Document extract:

◆ ◆ ◆ ◆

Aim to eat your meal within one hour of completing your workout to prevent the repair of proteins from becoming compromised.

Food Versus Supplements

After a workout, you may be tired and the thought of eating a full meal may not be appealing. There are some circumstances where liquid supplemental nutrition is a better option.

The stress from an intense workout causes your hunger center to shut down, so you likely will not feel hungry. A liquid supplement can provide the protein and carbohydrates you need to remodel muscles and recover.

Liquid supplemental options are easy to consume and are often full of nutritional value. They are also simple and easy to digest, making sure the carbs and proteins are promptly absorbed and delivered where needed.

Typically the proteins and carbohydrates used to make these drinks are fast-absorbing, so they will work better than whole foods when it comes to replenishment and repair. The overall digestion time is within an hour, as compared to the three to six hours it can take for a meal to be digested.

◆ ◆ ◆ ◆

Listed records:
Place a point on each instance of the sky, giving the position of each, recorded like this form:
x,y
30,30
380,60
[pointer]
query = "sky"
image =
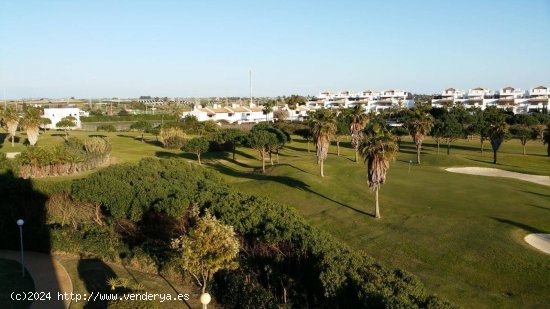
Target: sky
x,y
117,48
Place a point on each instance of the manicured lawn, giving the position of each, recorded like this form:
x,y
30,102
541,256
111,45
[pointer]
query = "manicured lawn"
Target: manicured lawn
x,y
11,281
90,275
462,235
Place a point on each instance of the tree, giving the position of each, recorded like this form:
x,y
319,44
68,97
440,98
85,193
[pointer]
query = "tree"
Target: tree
x,y
208,247
323,125
342,129
31,124
419,125
523,133
66,123
11,119
45,122
378,149
496,128
197,145
542,122
259,140
357,120
142,126
437,132
546,140
268,109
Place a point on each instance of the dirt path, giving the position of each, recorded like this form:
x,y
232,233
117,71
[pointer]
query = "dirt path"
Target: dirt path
x,y
48,276
483,171
539,241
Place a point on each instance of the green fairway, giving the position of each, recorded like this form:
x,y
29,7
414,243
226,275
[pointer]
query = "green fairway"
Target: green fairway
x,y
462,235
90,275
11,281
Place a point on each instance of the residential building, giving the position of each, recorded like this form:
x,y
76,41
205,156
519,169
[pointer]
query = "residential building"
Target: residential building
x,y
55,114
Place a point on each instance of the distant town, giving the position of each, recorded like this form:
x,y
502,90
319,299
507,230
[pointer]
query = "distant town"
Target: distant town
x,y
240,110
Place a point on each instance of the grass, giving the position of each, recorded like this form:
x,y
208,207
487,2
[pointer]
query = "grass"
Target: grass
x,y
90,275
462,235
11,281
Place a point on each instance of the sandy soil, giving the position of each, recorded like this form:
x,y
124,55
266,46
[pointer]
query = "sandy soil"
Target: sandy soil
x,y
483,171
539,241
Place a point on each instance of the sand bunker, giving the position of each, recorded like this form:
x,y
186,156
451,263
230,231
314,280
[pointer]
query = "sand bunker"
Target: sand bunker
x,y
483,171
539,241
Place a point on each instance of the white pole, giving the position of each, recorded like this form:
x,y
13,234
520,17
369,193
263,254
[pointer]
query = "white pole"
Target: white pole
x,y
20,222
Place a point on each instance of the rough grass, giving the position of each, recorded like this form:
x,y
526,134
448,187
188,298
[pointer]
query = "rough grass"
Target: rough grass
x,y
461,234
11,281
90,275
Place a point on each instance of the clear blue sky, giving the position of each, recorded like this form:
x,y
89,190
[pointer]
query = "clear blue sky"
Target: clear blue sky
x,y
206,48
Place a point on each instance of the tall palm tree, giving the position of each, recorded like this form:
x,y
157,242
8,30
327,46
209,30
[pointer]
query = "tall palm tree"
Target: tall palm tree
x,y
31,123
323,125
419,124
497,134
11,119
378,148
358,120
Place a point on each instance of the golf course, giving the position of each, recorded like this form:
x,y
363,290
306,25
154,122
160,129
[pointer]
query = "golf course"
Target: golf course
x,y
461,235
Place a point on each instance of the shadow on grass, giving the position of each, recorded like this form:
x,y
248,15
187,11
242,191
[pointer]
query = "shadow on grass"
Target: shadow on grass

◆ ◆ ◆ ◆

Complete the following:
A: According to the text on post-workout nutrition, how long can it take for a meal to be digested?
B: In the post-workout nutrition text, copy the passage from "Liquid supplemental options" to "to be digested." and substitute "solid meals" for "whole foods".
C: Extend the text on post-workout nutrition past its final sentence.
The records play no part in the work that follows.

Numbered answers:
A: Three to six hours.

B:
Liquid supplemental options are easy to consume and are often full of nutritional value. They are also simple and easy to digest, making sure the carbs and proteins are promptly absorbed and delivered where needed.

Typically the proteins and carbohydrates used to make these drinks are fast-absorbing, so they will work better than solid meals when it comes to replenishment and repair. The overall digestion time is within an hour, as compared to the three to six hours it can take for a meal to be digested.

C:
The Bottom Line

Diet is an important aspect of getting in shape and building muscles, specifically what you eat after a workout. Specific nutrients are needed after exercise to maximize recovery and to maximize the efforts you are putting in.

Water, high glycemic index carbohydrates, and amino acids are essential to muscle recovery. Whether you make a light but recovery-packed meal or a nutritiously dense liquid blend, make sure you feed your muscles after they exercise.

You may not feel hungry, but your muscles definitely will be.